─── Input records

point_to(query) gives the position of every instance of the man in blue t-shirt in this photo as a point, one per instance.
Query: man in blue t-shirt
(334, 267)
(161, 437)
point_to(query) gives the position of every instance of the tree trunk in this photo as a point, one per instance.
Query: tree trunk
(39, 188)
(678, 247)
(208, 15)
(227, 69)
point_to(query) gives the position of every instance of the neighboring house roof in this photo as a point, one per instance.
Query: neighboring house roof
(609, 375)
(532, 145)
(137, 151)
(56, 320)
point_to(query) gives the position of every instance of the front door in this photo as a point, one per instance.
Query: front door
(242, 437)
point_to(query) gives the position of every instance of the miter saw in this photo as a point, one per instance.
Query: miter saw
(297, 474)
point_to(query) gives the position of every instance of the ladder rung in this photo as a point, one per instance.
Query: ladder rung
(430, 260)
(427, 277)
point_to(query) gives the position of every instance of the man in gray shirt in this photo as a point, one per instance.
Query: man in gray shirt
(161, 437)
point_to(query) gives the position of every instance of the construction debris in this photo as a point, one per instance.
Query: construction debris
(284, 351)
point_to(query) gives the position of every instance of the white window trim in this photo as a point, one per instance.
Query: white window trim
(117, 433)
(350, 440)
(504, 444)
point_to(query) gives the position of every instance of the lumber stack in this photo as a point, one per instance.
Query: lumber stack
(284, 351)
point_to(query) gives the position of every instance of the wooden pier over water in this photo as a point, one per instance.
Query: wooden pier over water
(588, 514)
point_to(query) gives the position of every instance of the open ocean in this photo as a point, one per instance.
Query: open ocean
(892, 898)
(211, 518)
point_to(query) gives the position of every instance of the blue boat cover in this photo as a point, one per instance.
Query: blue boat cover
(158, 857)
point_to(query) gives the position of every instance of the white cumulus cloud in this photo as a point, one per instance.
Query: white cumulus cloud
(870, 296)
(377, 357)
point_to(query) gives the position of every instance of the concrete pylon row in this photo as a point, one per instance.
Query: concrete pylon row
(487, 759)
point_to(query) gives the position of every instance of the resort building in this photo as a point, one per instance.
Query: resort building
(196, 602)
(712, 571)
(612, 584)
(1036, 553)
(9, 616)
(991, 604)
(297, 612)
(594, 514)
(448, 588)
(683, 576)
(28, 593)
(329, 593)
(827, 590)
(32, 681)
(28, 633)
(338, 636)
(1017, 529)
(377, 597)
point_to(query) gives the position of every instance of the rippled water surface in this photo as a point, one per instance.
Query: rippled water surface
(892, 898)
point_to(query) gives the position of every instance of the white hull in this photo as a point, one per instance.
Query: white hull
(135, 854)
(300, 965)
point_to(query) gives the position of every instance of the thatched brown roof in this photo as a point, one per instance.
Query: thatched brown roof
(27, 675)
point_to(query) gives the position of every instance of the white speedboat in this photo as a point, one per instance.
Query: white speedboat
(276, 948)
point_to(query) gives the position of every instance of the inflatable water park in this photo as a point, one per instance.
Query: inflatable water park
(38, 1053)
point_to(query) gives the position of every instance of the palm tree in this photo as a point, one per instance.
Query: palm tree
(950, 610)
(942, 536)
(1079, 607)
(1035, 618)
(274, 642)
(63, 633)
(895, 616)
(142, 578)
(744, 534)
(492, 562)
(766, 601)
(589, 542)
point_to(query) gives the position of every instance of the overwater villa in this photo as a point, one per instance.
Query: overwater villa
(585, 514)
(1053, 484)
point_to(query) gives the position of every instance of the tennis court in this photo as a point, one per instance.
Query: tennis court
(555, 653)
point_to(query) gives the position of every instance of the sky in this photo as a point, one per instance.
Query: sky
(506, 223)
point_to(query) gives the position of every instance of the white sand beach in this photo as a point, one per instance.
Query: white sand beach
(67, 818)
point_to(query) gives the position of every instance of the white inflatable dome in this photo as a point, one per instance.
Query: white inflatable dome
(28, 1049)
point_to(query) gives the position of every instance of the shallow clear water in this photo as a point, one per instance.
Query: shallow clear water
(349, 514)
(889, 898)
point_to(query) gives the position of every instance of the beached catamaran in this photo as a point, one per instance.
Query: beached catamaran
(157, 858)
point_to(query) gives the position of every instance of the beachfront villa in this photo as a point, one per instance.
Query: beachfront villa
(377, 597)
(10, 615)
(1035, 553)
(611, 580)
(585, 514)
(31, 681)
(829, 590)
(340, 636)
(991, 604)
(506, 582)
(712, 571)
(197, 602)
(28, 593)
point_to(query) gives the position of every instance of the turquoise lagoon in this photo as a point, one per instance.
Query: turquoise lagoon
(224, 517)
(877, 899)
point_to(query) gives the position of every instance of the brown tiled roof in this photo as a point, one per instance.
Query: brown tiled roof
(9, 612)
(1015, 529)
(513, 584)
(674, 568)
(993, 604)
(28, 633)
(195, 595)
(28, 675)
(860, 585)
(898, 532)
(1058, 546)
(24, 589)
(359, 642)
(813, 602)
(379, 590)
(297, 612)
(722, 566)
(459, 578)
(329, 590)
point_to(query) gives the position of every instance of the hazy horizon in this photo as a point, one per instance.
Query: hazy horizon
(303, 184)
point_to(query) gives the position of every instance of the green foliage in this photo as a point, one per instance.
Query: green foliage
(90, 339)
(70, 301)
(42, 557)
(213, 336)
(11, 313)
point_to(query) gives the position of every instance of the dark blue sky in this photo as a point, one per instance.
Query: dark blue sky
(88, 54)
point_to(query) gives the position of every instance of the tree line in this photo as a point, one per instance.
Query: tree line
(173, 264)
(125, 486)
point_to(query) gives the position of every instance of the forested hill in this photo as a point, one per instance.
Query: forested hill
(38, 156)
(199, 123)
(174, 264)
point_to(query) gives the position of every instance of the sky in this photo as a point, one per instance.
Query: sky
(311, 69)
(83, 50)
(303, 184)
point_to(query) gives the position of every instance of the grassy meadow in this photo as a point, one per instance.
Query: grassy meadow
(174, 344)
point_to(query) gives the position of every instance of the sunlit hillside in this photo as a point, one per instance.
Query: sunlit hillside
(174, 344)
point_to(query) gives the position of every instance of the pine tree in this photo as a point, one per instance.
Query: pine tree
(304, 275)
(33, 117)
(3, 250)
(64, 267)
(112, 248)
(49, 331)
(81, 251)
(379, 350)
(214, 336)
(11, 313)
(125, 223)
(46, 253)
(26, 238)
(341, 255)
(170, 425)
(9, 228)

──────

Work to be completed.
Output the full listing. Match it exactly.

Answer section.
point_to(query) gives the position of every instance of the man in blue t-shirt in this photo as a point, one per instance.
Query: man in blue t-shirt
(334, 267)
(161, 437)
point_to(query) gives the position of every instance of the tree trunk in this photo as a point, one per instance.
Query: tree trunk
(39, 188)
(678, 247)
(208, 15)
(227, 69)
point_to(query) gives the position of every instance of the neighboring house roof in this photo as a point, one per instance.
Query: neighboring house roof
(609, 375)
(532, 145)
(137, 151)
(56, 320)
point_to(query) gives the position of every instance of the front door in this photo as a point, one per instance.
Query: front door
(242, 437)
point_to(query) gives the position of every instance of the miter saw in this photo as a point, one per instance.
Query: miter saw
(297, 474)
point_to(query) gives the position of every instance of the ladder rung in this photo as a point, one per instance.
Query: ladder rung
(430, 260)
(427, 277)
point_to(query) gives the position of every instance of the man in gray shirt in this photo as a point, one per instance.
Query: man in gray shirt
(161, 437)
point_to(query) gives the position of every instance of the construction debris in this photo as a point, one per instance.
Query: construction debris
(284, 351)
point_to(query) gives the position of every instance of the white window trim in this photo as a point, one per instance.
Query: white window trim
(117, 433)
(350, 440)
(504, 444)
point_to(query) gives the position of every instance of the lumber stack in this photo as a point, one per instance.
Query: lumber stack
(284, 351)
point_to(query) gives the position of every instance of the wooden pier over water in this photo as a point, one per instance.
Query: wooden pier over water
(588, 514)
point_to(query) gives the position of every instance of the open ocean in this photo as a point, one per instance.
Query: open ocean
(892, 898)
(211, 518)
point_to(query) gives the position of every instance of the blue boat cover in this photo as a point, one per instance.
Query: blue boat cover
(158, 857)
point_to(query) gives the position of every instance of the white cumulus cloud in this photo as a point, one per instance.
Query: white cumulus cloud
(870, 296)
(377, 357)
point_to(query) gives the position of every instance of the concrete pylon row in this photo as a point, one per instance.
Query: concrete pylon row
(487, 759)
point_to(query) gives the position of every instance of the resort building in this photo as a point, one per instance.
Query: resort building
(196, 602)
(712, 571)
(612, 584)
(1036, 553)
(9, 616)
(991, 604)
(297, 612)
(594, 514)
(448, 588)
(683, 576)
(28, 593)
(329, 593)
(827, 590)
(32, 681)
(28, 633)
(338, 636)
(1017, 529)
(377, 597)
point_to(query) gives the position of every instance of the rippled water surface in this photo as a point, one per instance.
Query: rippled water surface
(892, 898)
point_to(query) gives the position of every instance of the white hull in this photo as a point, one per instance.
Query: white hull
(135, 854)
(300, 965)
point_to(query) gives the position of every instance of the thatched brown roof in this photo as a point, one per instance.
Query: thatched brown roof
(27, 675)
point_to(query) gives the position of every instance of the white speedboat in this photo as a point, one per instance.
Query: white speedboat
(276, 948)
point_to(query) gives the position of every instance of the inflatable water park in this photo as a point, one per instance.
Query: inflatable water park
(38, 1053)
point_to(query) gives the position of every instance of the palm tree in this photo as a point, one per instance.
Query: palm tree
(950, 610)
(942, 536)
(1079, 607)
(1035, 618)
(274, 642)
(63, 633)
(895, 616)
(142, 578)
(744, 534)
(492, 562)
(766, 601)
(589, 542)
point_to(query) gives the position of every instance of the overwater villa in this photo as a point, one per instance.
Query: overwater villa
(585, 514)
(1053, 484)
point_to(query) gives the position of every instance of the tennis court in this photo as a point, one per instance.
Query: tennis court
(555, 653)
point_to(query) gives the position of every instance of the sky in this photo as a point, one per instance.
Query: sky
(506, 223)
point_to(query) gives the position of every instance of the white sand beach in this photo as a point, one per instance.
Query: white sand beach
(67, 818)
point_to(query) gives the position of every instance of the white inflatable dome in this photo as a point, one per instance.
Query: white inflatable dome
(28, 1049)
point_to(query) gives the position of every instance of the shallow clear water in this photo as a point, one per instance.
Query: shallow clear water
(349, 514)
(889, 898)
point_to(query) gives the position of every instance of the beached catamaran in this photo as a point, one per instance.
Query: beached catamaran
(157, 858)
point_to(query) gives the position of every instance of the beachfront villa in this photo as a point, one per instance.
Query: beachfront villa
(377, 597)
(10, 615)
(1035, 553)
(611, 580)
(585, 514)
(31, 681)
(829, 590)
(340, 636)
(991, 604)
(506, 582)
(712, 571)
(197, 602)
(28, 593)
point_to(query) gives the position of every instance of the turquoise lagoon in this photo as a point, one per instance.
Query: turquoise lagoon
(224, 517)
(877, 899)
point_to(query) gives the position of every instance of the brown tiled roof in this photo as a point, one per instance.
Query: brown tiled roof
(9, 612)
(1015, 529)
(513, 584)
(674, 568)
(993, 604)
(28, 633)
(195, 595)
(28, 675)
(860, 585)
(898, 532)
(1058, 546)
(24, 589)
(359, 642)
(813, 602)
(379, 590)
(297, 612)
(722, 566)
(459, 578)
(329, 590)
point_to(query) gives the position of every instance of the hazy horizon in this photo as a point, one per instance.
Query: hazy horizon
(303, 184)
point_to(query) gives the position of every instance of the green foliage in this photo as a point, one per instance.
Query: green foliage
(90, 339)
(70, 301)
(42, 557)
(213, 336)
(11, 313)
point_to(query) gives the position of every instance of the dark blue sky in this photo as a point, one per instance.
Query: dark blue sky
(88, 54)
point_to(query) gives the position of every instance of the tree line in this photo as a point, one per instance.
Query: tree line
(173, 264)
(125, 486)
point_to(query) gives the position of every instance of the forested hill in this photo as a point, one per instance.
Query: forested hill
(38, 156)
(199, 123)
(174, 264)
point_to(query) gives the position of every instance of the sky in this photo as a point, one per instance.
Query: sky
(311, 69)
(83, 50)
(303, 184)
point_to(query) gives the position of every instance of the grassy meadow in this photo as a point, one per instance.
Query: grassy meadow
(174, 344)
point_to(query) gives the position of every instance of the sunlit hillside in this photo as a point, one per instance.
Query: sunlit hillside
(174, 344)
point_to(query) gives the position of every instance of the pine tree in this photo as a point, one per instance.
Query: pine tree
(304, 275)
(33, 117)
(3, 250)
(64, 267)
(112, 248)
(49, 331)
(81, 251)
(379, 350)
(214, 336)
(11, 313)
(125, 223)
(46, 253)
(26, 238)
(341, 255)
(170, 425)
(9, 228)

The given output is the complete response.